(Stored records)
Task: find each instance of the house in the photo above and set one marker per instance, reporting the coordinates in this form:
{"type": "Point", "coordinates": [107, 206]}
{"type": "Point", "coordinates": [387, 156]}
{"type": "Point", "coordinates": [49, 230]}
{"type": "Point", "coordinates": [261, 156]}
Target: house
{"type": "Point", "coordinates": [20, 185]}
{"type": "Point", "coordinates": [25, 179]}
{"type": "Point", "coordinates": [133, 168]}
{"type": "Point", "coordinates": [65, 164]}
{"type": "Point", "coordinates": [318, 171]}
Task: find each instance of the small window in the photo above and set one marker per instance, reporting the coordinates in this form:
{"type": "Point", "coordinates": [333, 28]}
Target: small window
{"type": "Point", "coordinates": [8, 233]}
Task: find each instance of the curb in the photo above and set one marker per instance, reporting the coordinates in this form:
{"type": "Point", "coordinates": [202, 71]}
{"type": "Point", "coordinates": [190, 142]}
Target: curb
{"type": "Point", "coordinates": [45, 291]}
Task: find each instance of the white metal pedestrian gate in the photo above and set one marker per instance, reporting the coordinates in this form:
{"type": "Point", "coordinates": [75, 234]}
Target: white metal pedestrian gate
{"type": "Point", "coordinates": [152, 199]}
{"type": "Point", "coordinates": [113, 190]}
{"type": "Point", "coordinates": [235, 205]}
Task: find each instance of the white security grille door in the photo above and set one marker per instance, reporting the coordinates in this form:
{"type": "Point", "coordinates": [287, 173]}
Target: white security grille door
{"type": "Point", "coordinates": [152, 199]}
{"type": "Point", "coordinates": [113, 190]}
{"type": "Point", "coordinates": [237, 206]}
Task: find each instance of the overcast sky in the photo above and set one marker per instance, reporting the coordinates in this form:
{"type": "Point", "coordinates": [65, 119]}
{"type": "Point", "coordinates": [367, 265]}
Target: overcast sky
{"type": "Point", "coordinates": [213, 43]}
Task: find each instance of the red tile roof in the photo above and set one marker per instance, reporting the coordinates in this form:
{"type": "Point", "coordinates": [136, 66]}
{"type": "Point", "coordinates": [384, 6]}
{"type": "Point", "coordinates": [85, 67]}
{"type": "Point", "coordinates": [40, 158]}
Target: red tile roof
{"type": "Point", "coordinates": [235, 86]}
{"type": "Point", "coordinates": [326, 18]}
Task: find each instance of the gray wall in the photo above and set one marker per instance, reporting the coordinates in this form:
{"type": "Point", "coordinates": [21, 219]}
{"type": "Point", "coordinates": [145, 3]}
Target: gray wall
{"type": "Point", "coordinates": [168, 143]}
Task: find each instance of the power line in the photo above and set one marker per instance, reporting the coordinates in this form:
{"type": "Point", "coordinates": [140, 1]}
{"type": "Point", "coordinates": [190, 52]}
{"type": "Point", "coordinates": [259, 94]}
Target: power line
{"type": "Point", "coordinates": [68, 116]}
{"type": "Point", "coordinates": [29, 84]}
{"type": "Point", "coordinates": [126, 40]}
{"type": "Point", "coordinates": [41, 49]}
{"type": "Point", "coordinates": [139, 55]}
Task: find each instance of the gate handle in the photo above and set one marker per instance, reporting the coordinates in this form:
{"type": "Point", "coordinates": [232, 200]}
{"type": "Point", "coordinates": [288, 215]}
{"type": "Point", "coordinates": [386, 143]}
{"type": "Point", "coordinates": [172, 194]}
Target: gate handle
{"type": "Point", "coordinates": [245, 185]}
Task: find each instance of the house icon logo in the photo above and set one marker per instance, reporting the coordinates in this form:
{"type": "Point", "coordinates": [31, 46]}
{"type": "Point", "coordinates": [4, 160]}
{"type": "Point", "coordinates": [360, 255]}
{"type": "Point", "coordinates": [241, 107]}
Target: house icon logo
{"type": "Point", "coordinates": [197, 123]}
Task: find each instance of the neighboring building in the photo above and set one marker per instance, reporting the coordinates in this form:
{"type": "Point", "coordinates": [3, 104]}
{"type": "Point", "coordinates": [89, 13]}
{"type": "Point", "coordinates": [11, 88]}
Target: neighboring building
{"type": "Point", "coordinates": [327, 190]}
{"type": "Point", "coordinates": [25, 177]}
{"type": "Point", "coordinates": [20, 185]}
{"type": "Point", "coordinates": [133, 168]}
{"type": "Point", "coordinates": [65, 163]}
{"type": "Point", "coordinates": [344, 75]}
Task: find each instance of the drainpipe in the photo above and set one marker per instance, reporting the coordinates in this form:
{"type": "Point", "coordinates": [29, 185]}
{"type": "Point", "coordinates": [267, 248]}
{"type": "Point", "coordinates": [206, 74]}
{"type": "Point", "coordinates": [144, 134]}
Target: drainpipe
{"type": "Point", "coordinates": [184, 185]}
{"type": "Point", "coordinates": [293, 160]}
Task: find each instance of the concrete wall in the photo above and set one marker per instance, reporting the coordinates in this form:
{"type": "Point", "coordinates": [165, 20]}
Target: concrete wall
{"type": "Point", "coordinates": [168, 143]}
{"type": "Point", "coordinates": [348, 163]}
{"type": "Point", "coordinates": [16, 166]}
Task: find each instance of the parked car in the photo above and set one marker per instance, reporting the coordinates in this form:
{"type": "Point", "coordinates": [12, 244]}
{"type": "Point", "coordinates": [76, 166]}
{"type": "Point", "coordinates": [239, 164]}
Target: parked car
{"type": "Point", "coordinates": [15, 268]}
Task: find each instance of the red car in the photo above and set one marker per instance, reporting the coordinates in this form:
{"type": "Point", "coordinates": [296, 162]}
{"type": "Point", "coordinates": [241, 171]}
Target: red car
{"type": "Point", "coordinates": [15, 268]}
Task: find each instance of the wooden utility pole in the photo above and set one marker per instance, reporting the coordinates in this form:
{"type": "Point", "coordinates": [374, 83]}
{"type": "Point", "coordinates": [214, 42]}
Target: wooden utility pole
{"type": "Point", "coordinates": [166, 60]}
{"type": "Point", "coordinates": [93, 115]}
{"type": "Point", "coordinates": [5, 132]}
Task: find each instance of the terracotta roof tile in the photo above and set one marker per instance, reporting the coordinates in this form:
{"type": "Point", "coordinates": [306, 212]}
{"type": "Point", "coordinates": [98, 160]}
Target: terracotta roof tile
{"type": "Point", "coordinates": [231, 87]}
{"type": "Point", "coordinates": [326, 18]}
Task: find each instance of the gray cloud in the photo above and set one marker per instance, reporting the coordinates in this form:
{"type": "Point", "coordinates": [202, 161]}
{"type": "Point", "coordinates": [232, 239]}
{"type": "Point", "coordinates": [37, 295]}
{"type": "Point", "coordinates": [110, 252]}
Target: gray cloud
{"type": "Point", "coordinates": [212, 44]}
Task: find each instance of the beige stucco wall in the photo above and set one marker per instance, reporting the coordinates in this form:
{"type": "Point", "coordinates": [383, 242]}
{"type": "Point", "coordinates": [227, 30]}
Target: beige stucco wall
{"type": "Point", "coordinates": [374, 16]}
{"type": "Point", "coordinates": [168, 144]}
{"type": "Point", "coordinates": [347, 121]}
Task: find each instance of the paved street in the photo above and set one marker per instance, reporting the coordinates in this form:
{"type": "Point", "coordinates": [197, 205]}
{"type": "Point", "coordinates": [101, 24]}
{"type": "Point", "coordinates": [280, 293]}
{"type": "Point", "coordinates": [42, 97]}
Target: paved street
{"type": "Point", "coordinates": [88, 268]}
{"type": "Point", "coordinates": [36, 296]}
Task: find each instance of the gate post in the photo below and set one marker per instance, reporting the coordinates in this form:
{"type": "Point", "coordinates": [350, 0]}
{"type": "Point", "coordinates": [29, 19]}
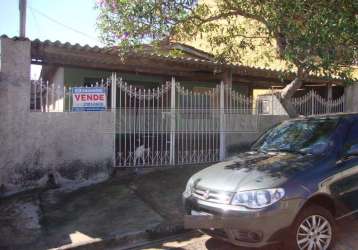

▶ **What to do**
Reprint the entries above exactly, images removed.

▶ **Solution below**
Task: find each instance of the house in the photo above and set one marker per instance, reporting the coordinates in this form:
{"type": "Point", "coordinates": [107, 206]}
{"type": "Point", "coordinates": [387, 156]}
{"type": "Point", "coordinates": [49, 230]}
{"type": "Point", "coordinates": [261, 156]}
Target: house
{"type": "Point", "coordinates": [20, 185]}
{"type": "Point", "coordinates": [25, 179]}
{"type": "Point", "coordinates": [133, 168]}
{"type": "Point", "coordinates": [65, 164]}
{"type": "Point", "coordinates": [318, 171]}
Task: find each instance of the small window in the photo above and set one marker per instance, reporting the coordinates in this form:
{"type": "Point", "coordinates": [333, 28]}
Target: small window
{"type": "Point", "coordinates": [8, 233]}
Task: find each instance of the curb in the photo above and set one marker per instance, reporting the coordinates in this form:
{"type": "Point", "coordinates": [202, 71]}
{"type": "Point", "coordinates": [190, 142]}
Target: curb
{"type": "Point", "coordinates": [45, 291]}
Task: find each instance of the white metal pedestrian gate in the photo above and set one marker per instance, reporting the coordinates in this form:
{"type": "Point", "coordinates": [75, 234]}
Target: white metal pedestrian gate
{"type": "Point", "coordinates": [152, 199]}
{"type": "Point", "coordinates": [113, 190]}
{"type": "Point", "coordinates": [235, 205]}
Task: find each instance of the white security grille door in the photo above and set one marker per instance, reporting the coordinates in this form:
{"type": "Point", "coordinates": [287, 173]}
Target: white security grille door
{"type": "Point", "coordinates": [152, 199]}
{"type": "Point", "coordinates": [113, 190]}
{"type": "Point", "coordinates": [237, 206]}
Task: find each instance of the overcast sky in the photo above and set one marker per instance, reporting the coordinates in this form:
{"type": "Point", "coordinates": [65, 119]}
{"type": "Point", "coordinates": [367, 265]}
Target: overcast sky
{"type": "Point", "coordinates": [213, 43]}
Task: find each instance of the red tile roof in the photo above and set one marker per instance, reporting the coordinates in this form:
{"type": "Point", "coordinates": [136, 66]}
{"type": "Point", "coordinates": [384, 6]}
{"type": "Point", "coordinates": [85, 67]}
{"type": "Point", "coordinates": [40, 158]}
Target: red tile roof
{"type": "Point", "coordinates": [235, 86]}
{"type": "Point", "coordinates": [326, 18]}
Task: find each instance of the gray wall in the photo above and set one marker per instance, reporting the coordinates in this form:
{"type": "Point", "coordinates": [21, 219]}
{"type": "Point", "coordinates": [145, 3]}
Target: gray wall
{"type": "Point", "coordinates": [168, 143]}
Task: find each instance of the power line in the photo above and set one marker per instance, reporting the coordinates in this form:
{"type": "Point", "coordinates": [140, 1]}
{"type": "Point", "coordinates": [190, 52]}
{"type": "Point", "coordinates": [259, 94]}
Target: power line
{"type": "Point", "coordinates": [68, 116]}
{"type": "Point", "coordinates": [29, 84]}
{"type": "Point", "coordinates": [126, 40]}
{"type": "Point", "coordinates": [41, 49]}
{"type": "Point", "coordinates": [139, 55]}
Task: find each instance of the gate handle in the photo above and set one marker per instance, reporting the coordinates in this form:
{"type": "Point", "coordinates": [232, 200]}
{"type": "Point", "coordinates": [288, 215]}
{"type": "Point", "coordinates": [386, 143]}
{"type": "Point", "coordinates": [172, 194]}
Target: gate handle
{"type": "Point", "coordinates": [245, 185]}
Task: find each instance of the house icon logo in the photo above and set one marker per instance, reporting the coordinates in this form:
{"type": "Point", "coordinates": [31, 46]}
{"type": "Point", "coordinates": [4, 160]}
{"type": "Point", "coordinates": [360, 255]}
{"type": "Point", "coordinates": [241, 107]}
Target: house icon logo
{"type": "Point", "coordinates": [197, 123]}
Task: find each instance of the neighboring building in the photo above and set one marker per instance, reporting the coordinates in this form:
{"type": "Point", "coordinates": [3, 104]}
{"type": "Point", "coordinates": [89, 13]}
{"type": "Point", "coordinates": [11, 88]}
Target: neighboring building
{"type": "Point", "coordinates": [327, 190]}
{"type": "Point", "coordinates": [25, 177]}
{"type": "Point", "coordinates": [20, 185]}
{"type": "Point", "coordinates": [133, 168]}
{"type": "Point", "coordinates": [65, 163]}
{"type": "Point", "coordinates": [344, 75]}
Task: find each instance of the drainpipe in the photo above and set one marker per instance, reporting the coordinates in this form:
{"type": "Point", "coordinates": [29, 185]}
{"type": "Point", "coordinates": [267, 248]}
{"type": "Point", "coordinates": [206, 74]}
{"type": "Point", "coordinates": [144, 134]}
Target: drainpipe
{"type": "Point", "coordinates": [184, 185]}
{"type": "Point", "coordinates": [293, 160]}
Task: find each instance of the concrete wall in the photo above and set one marker per instance, reporting the coordinates in this form:
{"type": "Point", "coordinates": [165, 20]}
Target: concrete wall
{"type": "Point", "coordinates": [168, 143]}
{"type": "Point", "coordinates": [348, 163]}
{"type": "Point", "coordinates": [16, 166]}
Task: find each instance of the parked car in the photo above and set one marker per instance, reporting the coordinates in this form:
{"type": "Point", "coordinates": [12, 244]}
{"type": "Point", "coordinates": [76, 166]}
{"type": "Point", "coordinates": [239, 164]}
Target: parked car
{"type": "Point", "coordinates": [15, 268]}
Task: find each instance of the red car in the photo above and set one marker per instance, reporting the coordinates in this form:
{"type": "Point", "coordinates": [296, 162]}
{"type": "Point", "coordinates": [241, 171]}
Target: red car
{"type": "Point", "coordinates": [15, 268]}
Task: find each instance of the wooden utility pole in the photo above and set one marker per instance, reporting the coordinates in this form:
{"type": "Point", "coordinates": [374, 83]}
{"type": "Point", "coordinates": [214, 42]}
Target: wooden utility pole
{"type": "Point", "coordinates": [166, 60]}
{"type": "Point", "coordinates": [93, 115]}
{"type": "Point", "coordinates": [5, 132]}
Task: find each instance of the terracotta roof tile in the photo above and set one marker per instance, reporting the coordinates in this form:
{"type": "Point", "coordinates": [306, 212]}
{"type": "Point", "coordinates": [98, 160]}
Target: terracotta roof tile
{"type": "Point", "coordinates": [231, 87]}
{"type": "Point", "coordinates": [326, 18]}
Task: find each instance of the gray cloud in the photo above and set one marker per instance, reporting the coordinates in this form:
{"type": "Point", "coordinates": [202, 161]}
{"type": "Point", "coordinates": [232, 239]}
{"type": "Point", "coordinates": [37, 295]}
{"type": "Point", "coordinates": [110, 252]}
Target: gray cloud
{"type": "Point", "coordinates": [212, 44]}
Task: find each instance of the beige stucco wall in the photo above and set one marker per instance, reporting the coordinates in this form:
{"type": "Point", "coordinates": [383, 242]}
{"type": "Point", "coordinates": [227, 30]}
Target: beige stucco wall
{"type": "Point", "coordinates": [374, 16]}
{"type": "Point", "coordinates": [168, 144]}
{"type": "Point", "coordinates": [347, 121]}
Task: find each instance of the paved street in the photo above and set one marker per instance, reporting the coordinates in this form:
{"type": "Point", "coordinates": [197, 205]}
{"type": "Point", "coordinates": [101, 24]}
{"type": "Point", "coordinates": [280, 293]}
{"type": "Point", "coordinates": [42, 97]}
Target: paved street
{"type": "Point", "coordinates": [88, 268]}
{"type": "Point", "coordinates": [36, 296]}
Task: find each instance of the gate post in the photo below and set one marker per instance, reporting the coordinates in this form:
{"type": "Point", "coordinates": [350, 0]}
{"type": "Point", "coordinates": [29, 19]}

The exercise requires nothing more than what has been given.